What you should do:
Put every line of the rows below into a Markdown table with two columns: "No.", which numbers the lines from 1, and "Line", which holds each line. Leave out any blank lines.

Data supplied:
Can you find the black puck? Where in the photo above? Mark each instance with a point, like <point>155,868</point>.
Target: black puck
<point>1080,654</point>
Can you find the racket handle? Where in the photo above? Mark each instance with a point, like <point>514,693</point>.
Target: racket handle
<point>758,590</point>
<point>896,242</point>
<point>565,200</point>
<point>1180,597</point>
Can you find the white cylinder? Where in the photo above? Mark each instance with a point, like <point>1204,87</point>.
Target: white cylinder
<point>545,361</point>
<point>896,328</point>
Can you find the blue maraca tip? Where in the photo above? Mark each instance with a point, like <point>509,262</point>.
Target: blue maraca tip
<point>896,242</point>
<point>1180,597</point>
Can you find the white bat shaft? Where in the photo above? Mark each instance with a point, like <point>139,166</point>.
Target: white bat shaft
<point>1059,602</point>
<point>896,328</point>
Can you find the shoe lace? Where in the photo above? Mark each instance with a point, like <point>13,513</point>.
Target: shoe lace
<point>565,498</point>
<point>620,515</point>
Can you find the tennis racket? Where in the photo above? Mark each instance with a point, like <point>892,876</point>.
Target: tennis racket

Worked answer:
| No. | Line |
|---|---|
| 1 | Can you find the black puck? Where in the photo above? Mark each instance with a point, like <point>155,868</point>. |
| 2 | Target: black puck |
| 3 | <point>1080,654</point> |
| 4 | Can you find the racket handle? Where in the photo above? Mark each instance with a point, like <point>514,693</point>. |
| 5 | Target: racket handle |
| 6 | <point>758,590</point> |
| 7 | <point>896,242</point> |
| 8 | <point>565,200</point> |
| 9 | <point>1180,597</point> |
| 10 | Can you find the white cylinder? Where in the photo above? Mark each instance with a point, like <point>1204,87</point>. |
| 11 | Target: white cylinder |
| 12 | <point>545,361</point> |
| 13 | <point>896,328</point> |
| 14 | Can you find the blue maraca tip? Where in the photo above? Mark each instance with a point, like <point>509,262</point>. |
| 15 | Target: blue maraca tip |
| 16 | <point>896,242</point> |
| 17 | <point>1180,597</point> |
| 18 | Can you find the white bat shaft? Where in the photo above? Mark each instance with a point, like <point>139,166</point>. |
| 19 | Target: white bat shaft |
| 20 | <point>1059,602</point> |
| 21 | <point>896,328</point> |
| 22 | Can you find the shoe lace? Where in the photo above? Mark each instance with a point, like <point>13,513</point>. |
| 23 | Target: shoe lace |
| 24 | <point>565,498</point> |
| 25 | <point>620,515</point> |
| 26 | Can you find the tennis racket? Where in the photo above? Mark each instance with a point, like <point>892,876</point>. |
| 27 | Target: tennis racket |